### Page
The tracker believed Buckley was a transgressor and an enemy but kept his distance for a while, perhaps owing to Buckley’s size. Eventually the tracker approached Buckley with caution. The giant was apparently in rude good health, sunning himself on top of a small hillock after a swim in the nearby ocean. The tracker soon gathered others from his tribe who looked on, puzzled by the white man’s insouciance. Buckley showed no apparent interest in them, not even glancing in their direction; he didn’t even bother to move. According to Tallarwurnin’s account, ‘They were very much alarmed. At length one of the party, finding courage, addressed him as Muurnung gurk (a man who had died and now returned to his kin). The man asked his name: “Are you Kondaak Baarwon?” Buckley replied by a prolonged grunt and an inclination of the head, which those assembled around him took to mean yes. They made a wuurn (small hut) of leafy branches for him, and lit a fire in front of it, around which they all assembled. He was then recognised as one of the tribe.’

Buckley had been rescued by the Wadawurrung Balug clan of the Barrabool Hills, one of twenty-five clans that formed the Wadawurrung people. The Morgan–Buckley account says that Buckley was immediately seen as a ngamadjidj: a word understood by all the people of Western Victoria to mean a ghost of one of their dead kin who had returned. The first group of men he had met months before had almost certainly seen him this way, and it is this perception that was almost certainly the key to his survival. In many of the tribes of southern Australia, the elder men used to say that the forms or spirits of the dead went westwards, towards the setting sun. When the tribes saw white men arriving by sea from that direction, they surmised they were dead relatives, reincarnated, coming home.
######
### Extracted data
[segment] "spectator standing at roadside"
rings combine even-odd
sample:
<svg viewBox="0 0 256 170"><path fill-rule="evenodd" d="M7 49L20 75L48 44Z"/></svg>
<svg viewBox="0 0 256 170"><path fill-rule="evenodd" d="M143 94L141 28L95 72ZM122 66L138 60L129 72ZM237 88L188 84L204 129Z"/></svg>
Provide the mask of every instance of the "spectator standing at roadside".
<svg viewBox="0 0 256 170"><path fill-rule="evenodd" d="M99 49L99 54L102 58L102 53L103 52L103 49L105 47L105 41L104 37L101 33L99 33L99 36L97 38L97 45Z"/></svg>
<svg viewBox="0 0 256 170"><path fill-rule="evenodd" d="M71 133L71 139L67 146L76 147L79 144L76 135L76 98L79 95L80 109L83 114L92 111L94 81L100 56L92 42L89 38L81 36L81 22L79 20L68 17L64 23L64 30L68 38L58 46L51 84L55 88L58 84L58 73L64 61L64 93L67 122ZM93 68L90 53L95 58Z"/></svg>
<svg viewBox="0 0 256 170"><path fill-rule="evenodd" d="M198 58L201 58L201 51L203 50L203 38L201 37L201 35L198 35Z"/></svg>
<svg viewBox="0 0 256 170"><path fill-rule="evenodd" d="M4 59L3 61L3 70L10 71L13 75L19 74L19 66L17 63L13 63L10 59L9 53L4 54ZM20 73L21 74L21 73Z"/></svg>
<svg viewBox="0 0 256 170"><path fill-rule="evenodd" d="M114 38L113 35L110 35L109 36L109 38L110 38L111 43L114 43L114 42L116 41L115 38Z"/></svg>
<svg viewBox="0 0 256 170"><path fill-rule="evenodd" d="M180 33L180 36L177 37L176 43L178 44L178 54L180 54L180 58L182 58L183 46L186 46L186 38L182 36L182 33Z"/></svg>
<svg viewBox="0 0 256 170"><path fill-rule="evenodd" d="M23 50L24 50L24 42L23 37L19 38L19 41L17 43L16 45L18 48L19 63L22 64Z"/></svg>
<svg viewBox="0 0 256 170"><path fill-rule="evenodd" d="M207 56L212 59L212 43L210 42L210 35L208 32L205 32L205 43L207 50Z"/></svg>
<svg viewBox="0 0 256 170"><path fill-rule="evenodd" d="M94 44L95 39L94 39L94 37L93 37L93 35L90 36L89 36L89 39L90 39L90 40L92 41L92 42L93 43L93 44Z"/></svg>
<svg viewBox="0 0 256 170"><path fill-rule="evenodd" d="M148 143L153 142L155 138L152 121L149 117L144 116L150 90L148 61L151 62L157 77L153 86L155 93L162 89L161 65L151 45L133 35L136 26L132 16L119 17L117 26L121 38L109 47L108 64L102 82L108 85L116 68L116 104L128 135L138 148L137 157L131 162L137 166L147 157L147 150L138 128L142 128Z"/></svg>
######
#### Work instructions:
Please continue the passage about Buckley and the Wadawurrung, picking up after its final sentence.

#### The answer:
Others were more precise about the movements of the reincarnated. Katherine Kirkland, who lived at ‘Trawalla’ station in Wadawurrung country with her family from 1839 to 1841, recalled that the ‘natives have some strange ideas of death: they think, when they die, they go to Van Diemen’s Land, and come back white fellows’. Near Melbourne, William Thomas observed that at the death of Rubertmuning on 25 April 1840, his kinfolk came to his deathbed and comforted him, saying ‘he would soon be at Van Diemen’s Land and come back again’.

To the Wadawurrung, it seemed Buckley was one of their own, returned to them from the south.

According to this interpretation of events, without knowing it Buckley had plucked the spear from the grave of a great warrior, who had been killed along with his daughters by a rival group. The presence of the spear was proof enough to the tribe that their man had come back from across the seas to revisit them. This may have been normally considered a desecration of a grave, but Buckley was one of their own returned to them, and this was not an issue. He was, after all, desecrating his own grave. This heralded a great rejoicing – it was one of the strangest moments of Buckley’s life.

In the Morgan-Buckley account, he was so physically weak that men had to carry him to a spot where they could adequately treat him. The men in particular were touching and grasping him, sometimes beating his chest and sometimes beating their own; all the while, they were emitting what Buckley described as a ‘hideous whine’. The women cried and wailed, tearing at their faces and pulling out tufts of their hair.

Buckley was soon offered a concoction of acacia gum and water, fed to him out of a bowl fashioned from bark. The men gestured to him not to move as they left him alone for a moment; when several of them returned, he was treated to some large, fat grubs (verring), harvested from the roots and dead parts of trees. These, he noted, were delicious.

Buckley had not quite realised it yet but he was now practically family – or at least made to feel this way. He was experiencing a kind of reverse wake. In the history books he is the first man to have been seen this way, but it wasn’t unknown during the early years of settlement for other Europeans to experience the ngamadjidj phenomenon, as it was backed by some widely held and important beliefs throughout many parts of Indigenous Australia. According to these beliefs, the cosmos was finite and the Kulin could not conceive of other countries, or states. You were either kin or you were not. If not, then you were on what is often described as ‘a cosmological periphery’. This is where the unknown resided.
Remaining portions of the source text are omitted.